▸ **TASK PROMPT**
In the entries that follow, how many lines contain the word "blue"? Answer with the number only.

▸ **MATERIAL PROVIDED**
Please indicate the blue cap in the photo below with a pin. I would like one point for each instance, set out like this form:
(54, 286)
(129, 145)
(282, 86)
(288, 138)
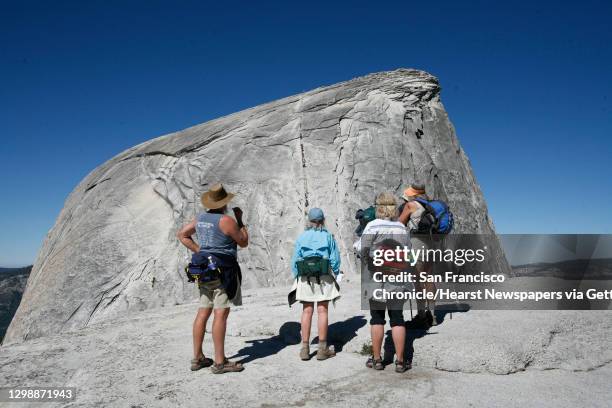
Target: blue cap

▸ **SOLUTION TO THIS EXERCISE**
2